**Data to examine:**
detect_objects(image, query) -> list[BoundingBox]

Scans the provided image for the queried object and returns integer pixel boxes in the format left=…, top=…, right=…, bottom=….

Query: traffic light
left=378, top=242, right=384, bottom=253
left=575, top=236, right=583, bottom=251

**Instructions to follow:** Set down the whole listing again, exactly as shown above.

**Solution to this problem:**
detect_objects(image, query) -> list[BoundingBox]

Scans the provided image for the queried object and returns integer pixel boxes in the format left=…, top=…, right=…, bottom=….

Query: traffic light
left=378, top=242, right=384, bottom=253
left=575, top=236, right=583, bottom=251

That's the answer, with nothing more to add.